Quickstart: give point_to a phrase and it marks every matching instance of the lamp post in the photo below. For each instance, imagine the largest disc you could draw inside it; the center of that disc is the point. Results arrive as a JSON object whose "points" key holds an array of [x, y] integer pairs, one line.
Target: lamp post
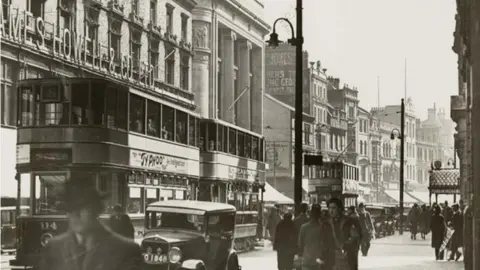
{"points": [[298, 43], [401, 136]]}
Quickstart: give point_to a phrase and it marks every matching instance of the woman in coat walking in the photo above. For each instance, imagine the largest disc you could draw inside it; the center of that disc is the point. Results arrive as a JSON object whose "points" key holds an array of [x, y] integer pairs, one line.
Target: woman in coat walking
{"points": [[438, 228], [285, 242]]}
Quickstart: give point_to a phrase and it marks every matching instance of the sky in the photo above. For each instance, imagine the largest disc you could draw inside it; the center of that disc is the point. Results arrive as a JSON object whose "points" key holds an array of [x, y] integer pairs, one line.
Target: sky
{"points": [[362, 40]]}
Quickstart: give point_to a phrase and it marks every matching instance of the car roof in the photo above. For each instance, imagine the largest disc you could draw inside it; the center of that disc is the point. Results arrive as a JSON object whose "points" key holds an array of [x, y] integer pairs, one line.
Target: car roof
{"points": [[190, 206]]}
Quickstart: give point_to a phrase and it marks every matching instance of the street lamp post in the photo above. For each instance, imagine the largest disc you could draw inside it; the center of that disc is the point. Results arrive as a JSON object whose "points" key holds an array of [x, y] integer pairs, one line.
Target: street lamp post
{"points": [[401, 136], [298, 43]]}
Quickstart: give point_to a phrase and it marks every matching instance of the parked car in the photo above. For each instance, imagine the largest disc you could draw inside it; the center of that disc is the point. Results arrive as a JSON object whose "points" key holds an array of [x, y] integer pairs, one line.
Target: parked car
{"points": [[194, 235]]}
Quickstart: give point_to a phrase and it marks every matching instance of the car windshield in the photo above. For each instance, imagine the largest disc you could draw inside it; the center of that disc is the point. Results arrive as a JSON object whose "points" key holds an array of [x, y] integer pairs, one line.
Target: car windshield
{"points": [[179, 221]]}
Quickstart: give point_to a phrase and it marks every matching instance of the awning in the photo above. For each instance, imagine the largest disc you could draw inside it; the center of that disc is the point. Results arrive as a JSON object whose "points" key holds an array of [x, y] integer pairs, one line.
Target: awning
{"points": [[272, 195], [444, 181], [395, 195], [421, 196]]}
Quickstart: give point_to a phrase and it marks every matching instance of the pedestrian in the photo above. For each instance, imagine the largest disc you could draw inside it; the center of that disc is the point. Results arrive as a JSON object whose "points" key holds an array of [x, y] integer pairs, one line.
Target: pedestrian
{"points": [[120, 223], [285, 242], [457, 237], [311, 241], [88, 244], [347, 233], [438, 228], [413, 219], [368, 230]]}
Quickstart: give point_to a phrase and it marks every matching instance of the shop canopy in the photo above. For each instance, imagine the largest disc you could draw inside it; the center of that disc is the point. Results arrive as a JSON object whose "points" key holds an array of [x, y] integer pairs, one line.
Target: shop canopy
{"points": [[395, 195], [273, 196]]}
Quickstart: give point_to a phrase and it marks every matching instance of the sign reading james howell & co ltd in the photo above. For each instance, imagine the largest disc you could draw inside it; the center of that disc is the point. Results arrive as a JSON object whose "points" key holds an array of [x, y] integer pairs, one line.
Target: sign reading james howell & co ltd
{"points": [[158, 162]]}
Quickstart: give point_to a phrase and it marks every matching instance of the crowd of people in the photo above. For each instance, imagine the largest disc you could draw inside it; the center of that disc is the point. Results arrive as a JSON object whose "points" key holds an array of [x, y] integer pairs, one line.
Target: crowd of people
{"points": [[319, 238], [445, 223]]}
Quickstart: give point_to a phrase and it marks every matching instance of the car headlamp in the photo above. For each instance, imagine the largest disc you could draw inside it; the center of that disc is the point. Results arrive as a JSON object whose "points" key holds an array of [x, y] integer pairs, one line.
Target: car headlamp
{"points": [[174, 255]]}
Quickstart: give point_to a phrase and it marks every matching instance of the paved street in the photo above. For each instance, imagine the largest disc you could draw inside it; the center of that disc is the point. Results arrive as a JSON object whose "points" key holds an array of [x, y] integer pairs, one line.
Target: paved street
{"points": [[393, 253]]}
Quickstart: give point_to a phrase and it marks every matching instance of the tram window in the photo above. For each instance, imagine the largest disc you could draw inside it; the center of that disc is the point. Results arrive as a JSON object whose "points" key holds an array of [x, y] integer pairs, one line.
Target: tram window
§
Reproduce every line of the records from the line with "the car headlamp" through the end of the records, shifting each x and y coordinate in the answers up by 88. Leave all other text unchanged.

Right answer
Quickstart: give point_to a phrase and it marks every matching instance of the car headlamp in the photo above. For each instance, imagine the largest disc you could draw inside it; the center of that disc is the point. Results arrive as a JSON object whose "points" key holds an array of [x, y] integer pairs, one line.
Target: car headlamp
{"points": [[262, 343]]}
Quickstart: give point_to a phrase and it marks every matching instance of the paved street in the photo above. For each instance, imagine the largest disc you could draw inside it; the center of that disc is the point. Results arrive as a JSON object whose "points" key holds an array of [x, y] integer pairs, one line.
Target: paved street
{"points": [[481, 341]]}
Quickstart: give point_to a phrase and it marks every matching instance of the tram window in the photo above. For each instance, imagine the largest disc you could draw inside it; the center of that disc is the point. Results arrive as a JSON object whose "points" key holds an array of [x, y] integer pairs, one line.
Target: tram window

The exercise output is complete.